Your copy of the data below must be exact and must leave out all pictures.

---------- Dataset records

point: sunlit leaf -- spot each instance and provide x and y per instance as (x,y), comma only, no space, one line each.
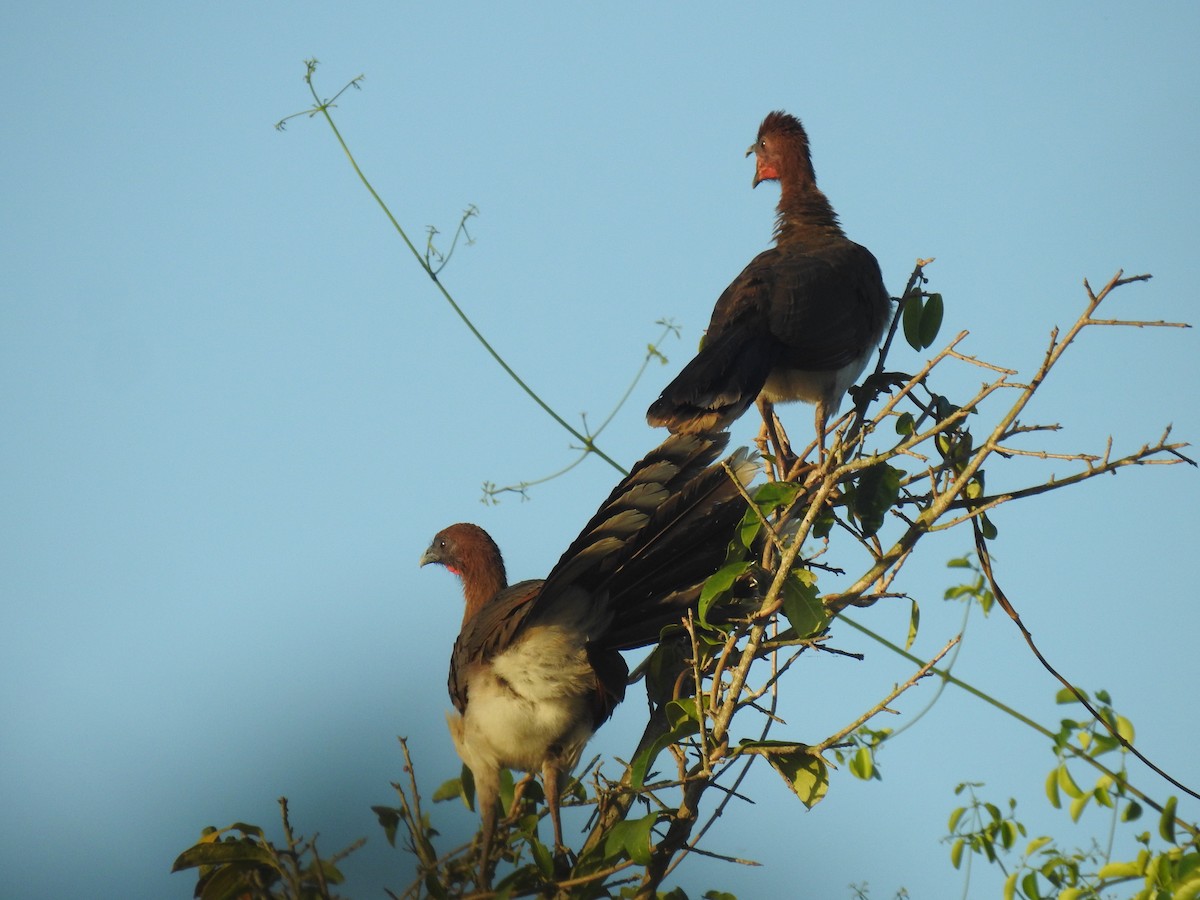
(235,851)
(448,790)
(862,765)
(930,321)
(954,819)
(1167,821)
(1066,695)
(913,624)
(1036,845)
(1078,805)
(875,493)
(1120,870)
(633,839)
(1068,784)
(804,772)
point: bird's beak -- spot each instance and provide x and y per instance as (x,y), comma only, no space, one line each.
(756,179)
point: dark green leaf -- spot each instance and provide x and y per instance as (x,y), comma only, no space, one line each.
(773,495)
(228,882)
(930,321)
(1066,695)
(448,790)
(913,309)
(987,528)
(543,858)
(389,819)
(717,585)
(875,493)
(802,607)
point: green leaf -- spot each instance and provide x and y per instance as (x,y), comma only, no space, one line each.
(913,624)
(1068,784)
(633,839)
(987,528)
(805,773)
(642,762)
(802,607)
(862,765)
(1066,695)
(1053,789)
(717,585)
(682,711)
(875,493)
(1167,821)
(1036,845)
(228,882)
(543,858)
(1077,807)
(223,852)
(930,321)
(954,819)
(913,307)
(1125,729)
(448,790)
(389,819)
(1119,870)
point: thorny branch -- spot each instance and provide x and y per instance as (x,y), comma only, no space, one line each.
(945,491)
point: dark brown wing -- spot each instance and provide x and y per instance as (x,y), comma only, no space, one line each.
(492,628)
(823,304)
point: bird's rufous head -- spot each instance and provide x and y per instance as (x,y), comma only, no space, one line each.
(781,151)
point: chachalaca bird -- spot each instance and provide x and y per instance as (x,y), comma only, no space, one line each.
(537,667)
(802,319)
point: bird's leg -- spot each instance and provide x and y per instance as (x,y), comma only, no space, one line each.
(550,779)
(783,450)
(822,417)
(550,784)
(487,796)
(517,796)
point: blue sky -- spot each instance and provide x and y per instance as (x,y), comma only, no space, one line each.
(235,411)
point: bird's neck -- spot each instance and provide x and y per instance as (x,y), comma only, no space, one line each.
(804,215)
(483,579)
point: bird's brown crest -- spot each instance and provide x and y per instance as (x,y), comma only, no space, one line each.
(471,553)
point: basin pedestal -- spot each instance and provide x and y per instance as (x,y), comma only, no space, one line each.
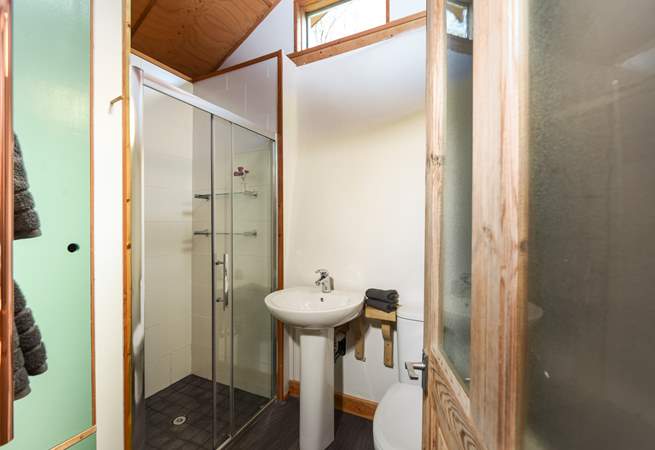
(316,388)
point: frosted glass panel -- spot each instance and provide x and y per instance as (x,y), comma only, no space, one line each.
(591,371)
(456,234)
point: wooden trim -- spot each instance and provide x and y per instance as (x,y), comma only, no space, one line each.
(279,328)
(499,265)
(142,17)
(161,65)
(458,432)
(127,268)
(358,40)
(6,226)
(246,35)
(92,212)
(349,404)
(435,119)
(237,66)
(297,35)
(68,443)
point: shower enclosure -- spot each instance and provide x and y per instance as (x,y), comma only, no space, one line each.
(203,258)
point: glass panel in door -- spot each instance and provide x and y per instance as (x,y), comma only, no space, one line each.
(253,275)
(457,206)
(176,273)
(221,224)
(590,371)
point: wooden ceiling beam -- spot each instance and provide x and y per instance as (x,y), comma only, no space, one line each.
(142,17)
(271,5)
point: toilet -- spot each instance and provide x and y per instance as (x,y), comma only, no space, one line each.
(397,420)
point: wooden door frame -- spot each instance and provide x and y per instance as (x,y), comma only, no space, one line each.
(127,277)
(490,415)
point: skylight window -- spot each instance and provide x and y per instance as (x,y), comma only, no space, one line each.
(343,18)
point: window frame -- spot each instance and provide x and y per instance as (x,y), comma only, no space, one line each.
(303,7)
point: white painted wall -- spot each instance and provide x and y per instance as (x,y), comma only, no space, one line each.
(359,191)
(403,8)
(274,33)
(168,149)
(250,92)
(108,217)
(353,174)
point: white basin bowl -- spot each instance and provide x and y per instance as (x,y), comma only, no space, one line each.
(305,307)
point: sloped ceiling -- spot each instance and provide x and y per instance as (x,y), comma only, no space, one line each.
(194,37)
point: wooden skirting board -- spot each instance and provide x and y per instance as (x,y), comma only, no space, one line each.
(75,439)
(343,402)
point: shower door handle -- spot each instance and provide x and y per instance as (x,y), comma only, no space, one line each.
(226,280)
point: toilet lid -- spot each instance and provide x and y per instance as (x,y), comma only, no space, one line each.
(397,421)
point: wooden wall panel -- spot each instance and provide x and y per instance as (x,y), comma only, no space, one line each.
(499,221)
(194,36)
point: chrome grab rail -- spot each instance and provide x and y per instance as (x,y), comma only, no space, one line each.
(251,233)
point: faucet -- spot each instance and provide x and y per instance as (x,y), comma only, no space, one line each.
(325,281)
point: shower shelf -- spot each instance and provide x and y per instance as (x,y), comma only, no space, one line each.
(251,194)
(251,233)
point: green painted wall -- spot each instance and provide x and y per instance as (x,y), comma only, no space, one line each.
(52,121)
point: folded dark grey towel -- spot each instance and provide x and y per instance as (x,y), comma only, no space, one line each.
(381,305)
(21,378)
(30,356)
(390,296)
(28,349)
(26,219)
(29,335)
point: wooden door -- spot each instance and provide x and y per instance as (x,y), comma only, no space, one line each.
(475,403)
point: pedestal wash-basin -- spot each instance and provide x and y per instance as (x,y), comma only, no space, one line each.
(307,307)
(316,313)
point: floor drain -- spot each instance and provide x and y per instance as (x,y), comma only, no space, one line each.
(181,420)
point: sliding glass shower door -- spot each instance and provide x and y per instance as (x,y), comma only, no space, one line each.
(243,274)
(202,338)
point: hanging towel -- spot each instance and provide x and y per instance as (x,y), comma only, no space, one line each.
(29,335)
(389,296)
(26,220)
(28,349)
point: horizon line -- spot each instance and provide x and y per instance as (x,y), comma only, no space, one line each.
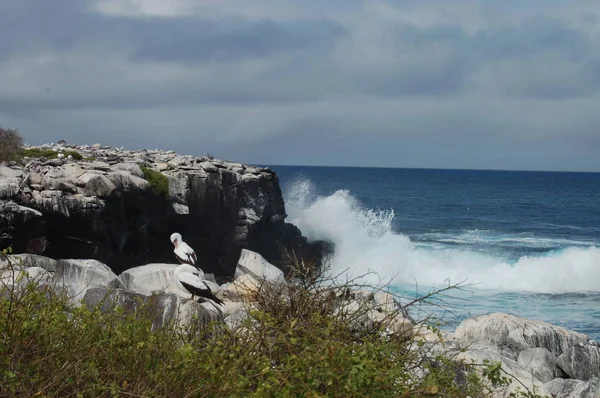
(431,168)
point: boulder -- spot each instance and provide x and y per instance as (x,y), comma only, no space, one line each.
(126,182)
(131,167)
(220,210)
(477,354)
(163,308)
(9,187)
(151,279)
(101,186)
(581,361)
(255,265)
(77,276)
(541,363)
(33,260)
(569,388)
(87,176)
(511,334)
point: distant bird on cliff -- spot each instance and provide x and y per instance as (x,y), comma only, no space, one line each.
(183,252)
(187,278)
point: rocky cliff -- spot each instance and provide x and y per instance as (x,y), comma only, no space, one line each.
(113,206)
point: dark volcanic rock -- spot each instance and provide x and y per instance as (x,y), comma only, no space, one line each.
(104,210)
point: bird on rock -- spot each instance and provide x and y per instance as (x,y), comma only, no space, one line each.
(183,252)
(187,275)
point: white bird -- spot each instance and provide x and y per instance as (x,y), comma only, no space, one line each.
(187,278)
(183,252)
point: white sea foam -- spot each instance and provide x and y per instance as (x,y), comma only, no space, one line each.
(365,240)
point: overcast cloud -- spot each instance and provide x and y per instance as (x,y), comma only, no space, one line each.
(511,84)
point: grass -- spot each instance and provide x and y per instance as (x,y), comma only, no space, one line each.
(291,345)
(49,153)
(159,182)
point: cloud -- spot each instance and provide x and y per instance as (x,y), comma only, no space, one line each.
(403,83)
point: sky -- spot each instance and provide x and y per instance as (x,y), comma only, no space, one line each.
(490,84)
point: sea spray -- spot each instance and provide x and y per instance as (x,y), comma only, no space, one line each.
(365,240)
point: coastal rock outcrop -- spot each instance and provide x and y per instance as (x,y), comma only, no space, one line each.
(547,359)
(120,206)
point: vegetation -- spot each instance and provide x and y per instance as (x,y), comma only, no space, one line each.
(159,181)
(11,143)
(48,153)
(291,345)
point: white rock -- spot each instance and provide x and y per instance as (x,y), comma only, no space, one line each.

--------------------

**Result below**
point: sunlit leaf -- spot each instance and provide x and y per instance as (x,y), comma only, no space, one line each.
(235,851)
(448,790)
(862,765)
(930,321)
(954,819)
(1167,821)
(1066,695)
(913,624)
(1036,845)
(1078,805)
(875,493)
(1120,870)
(633,839)
(1068,784)
(804,772)
point: bird's beak -- spot each instance and provide x and y per instance as (x,y), comma only, no space, one line each.
(756,179)
point: dark green leaf -- spot each instance and provide x and y per instance as (x,y), comma only, no space, one line each.
(773,495)
(228,882)
(930,321)
(1066,695)
(448,790)
(913,309)
(987,528)
(543,858)
(389,819)
(717,585)
(875,493)
(802,607)
point: green leaf -- spot each instance and provide x and y per instance as (x,y), comma only, no space, one line each.
(913,624)
(1068,784)
(633,839)
(987,528)
(805,773)
(642,762)
(802,607)
(862,765)
(1066,695)
(1053,789)
(717,585)
(682,711)
(875,493)
(1167,821)
(1036,845)
(228,882)
(543,858)
(1077,807)
(223,852)
(930,321)
(954,819)
(913,307)
(1125,729)
(448,790)
(389,819)
(1119,870)
point: thorny branch -- spot each instance and provide x and y per instance as (x,y), comma only, no space, one line each.
(945,491)
point: dark brown wing -- spot each instance and provide x and y per instance as (x,y), comma only, no space, one line each.
(492,628)
(823,304)
point: bird's rufous head -- spot each instance and provide x and y per instance as (x,y), comma only, no space, one line each.
(781,151)
point: chachalaca bird -- spot each instance and provide x and y per instance as (x,y), comma only, no space, one line each.
(537,667)
(802,319)
point: bird's leg -- spot each instance and provide x and y per instance as (x,y), comma only, no space, one line each.
(550,779)
(783,450)
(822,417)
(550,784)
(487,796)
(517,796)
point: blue sky -- spot each instance and provide x and y per instance as (x,y), comma only, no space, one line each.
(235,411)
point: bird's neck -- spot each instance and provide x and y per instance as (x,y), comma only, no space, one line each.
(804,215)
(483,579)
point: bird's brown crest -- spot each instance and provide x and y per instance as (x,y), comma only, no space, one line each.
(471,553)
point: basin pedestal -- spot each instance and provide x and y per instance as (x,y), comma only, no space, one line each.
(316,388)
point: frosted glass panel -- spot each instance and provide x and y per instance as (x,y), comma only, no space, one line each.
(591,371)
(456,234)
point: wooden trim -- spot each instance and provide x and y per instance as (x,y), comma only, no space, one line each.
(279,328)
(499,265)
(142,17)
(161,65)
(458,432)
(127,268)
(358,40)
(6,226)
(246,35)
(92,212)
(349,404)
(435,119)
(237,66)
(297,35)
(68,443)
point: shower enclosure -- spot each instance and provide x and y per instance as (x,y), comma only, no space, one line each.
(203,258)
point: glass panel in door -- spot each instance and provide x and y per instance as (x,y), comma only, no space, one line each.
(253,275)
(457,206)
(176,273)
(221,224)
(590,371)
point: wooden ceiling beam -- spot each instance and provide x and y per instance as (x,y), comma only, no space, one line each.
(142,17)
(271,5)
point: toilet -- spot each instance and provide x and y per instance as (x,y), comma only, no space, one line each.
(397,420)
point: wooden door frame -- spot each instance and provide x and y per instance as (x,y), comma only, no space, one line each.
(127,277)
(490,415)
point: skylight window -- spot each instance and provide x and y per instance as (x,y), comma only, no space, one line each.
(343,18)
point: window frame -- spot each instance and provide x and y per instance as (x,y), comma only, no space, one line each.
(303,7)
point: white painted wall -- spot each instance and provide x and y per instance as (x,y), comma only, no space, one line each.
(359,191)
(403,8)
(274,33)
(168,149)
(250,92)
(108,217)
(353,174)
point: white basin bowl -- spot each instance and provide x and y per instance as (x,y), comma only, no space, one line each.
(305,307)
point: sloped ceiling -- spot each instance and provide x and y per instance as (x,y), comma only, no space, one line each.
(194,37)
point: wooden skirting board -- spot each instance and provide x and y per instance as (x,y), comma only, no space, one line each.
(75,439)
(343,402)
point: shower door handle -- spot each instance and provide x and y per instance as (x,y), comma only, no space, one line each.
(226,280)
point: toilet lid -- spot each instance and provide x and y per instance as (x,y), comma only, no space, one line each.
(397,421)
point: wooden wall panel -- spot each instance and provide x and y per instance as (x,y), comma only, no space, one line each.
(499,221)
(194,36)
point: chrome grab rail -- spot each instance and provide x and y per instance as (x,y), comma only, no space, one line each.
(251,233)
point: faucet -- spot each instance and provide x and y per instance as (x,y), comma only, no space, one line each.
(325,281)
point: shower shelf -- spot each instance and provide x and y per instance as (x,y), comma only, no space, one line each.
(251,194)
(251,233)
point: green painted wall -- spot each instance and provide x and y per instance as (x,y), comma only, no space, one line each.
(52,121)
point: folded dark grey towel -- spot each instance and provide x and y per instance as (x,y), comma only, no space, one line each.
(381,305)
(21,378)
(30,356)
(390,296)
(28,349)
(26,219)
(29,335)
point: wooden door -- spot each instance and provide x and y per instance as (x,y), comma only, no space, one line each.
(475,403)
point: pedestal wash-basin -- spot each instance and provide x and y per instance as (x,y), comma only, no space, one line each.
(307,307)
(316,313)
point: floor drain -- spot each instance and provide x and y per instance as (x,y), comma only, no space, one line each.
(181,420)
point: sliding glass shower door -- spot each instance and provide x and y per instance as (x,y), comma only, no space, one line each.
(243,274)
(202,338)
point: hanging towel -- spot each instance and provide x and y per instance as (x,y), comma only, no space, one line each.
(29,335)
(389,296)
(26,220)
(28,349)
point: horizon line -- spot each instance and provide x and y per instance as (x,y), comma only, no space, one line each.
(431,168)
point: boulder -- spot each instance and provide x and y per instance as (x,y), comma only, no space, one line each.
(126,182)
(131,167)
(220,210)
(477,354)
(163,308)
(9,187)
(151,279)
(101,186)
(581,361)
(255,265)
(77,276)
(541,363)
(33,260)
(569,388)
(87,176)
(511,334)
point: distant bird on cliff -- spot each instance and provide x and y per instance as (x,y), comma only, no space, one line each.
(183,252)
(187,278)
point: rocky cliff -- spot each instance and provide x and y per instance as (x,y), comma only, no space, one line each.
(113,206)
point: dark volcanic rock -- spot each instance and provide x and y per instance as (x,y), comma only, no space, one line each.
(104,210)
point: bird on rock -- spot each instance and provide x and y per instance as (x,y), comma only, no space, one line each.
(183,252)
(187,275)
point: white bird -- spot each instance and provide x and y per instance as (x,y), comma only, no space, one line each.
(187,278)
(183,252)
point: white sea foam -- spot each instance and provide x and y per instance as (x,y), comma only, no space, one line each.
(365,240)
point: overcast cloud -- spot each instance and provide x and y per instance as (x,y), comma only, no space, one line each.
(511,84)
point: grass -- spot each instance and provide x and y per instance as (x,y), comma only, no space, one line each.
(291,345)
(49,153)
(159,182)
point: cloud -- spot each instance and provide x and y per instance as (x,y), comma only, no space, one line each.
(403,83)
point: sky -- spot each instance and provide x and y per instance as (x,y), comma only, no space, one line each.
(490,84)
point: sea spray -- spot each instance and provide x and y per instance as (x,y), comma only, no space, one line each.
(365,240)
point: coastal rock outcrop -- spot each instance and provide x and y per instance as (x,y), comma only, no space, one line each.
(547,359)
(120,206)
point: vegetation -- spot each instance and provide x and y per instance as (x,y), comma only, no space, one line each.
(159,181)
(11,143)
(48,153)
(291,345)
point: white rock -- spot each instance and provide x and y per instance as (x,y), comma only, no space, one line each.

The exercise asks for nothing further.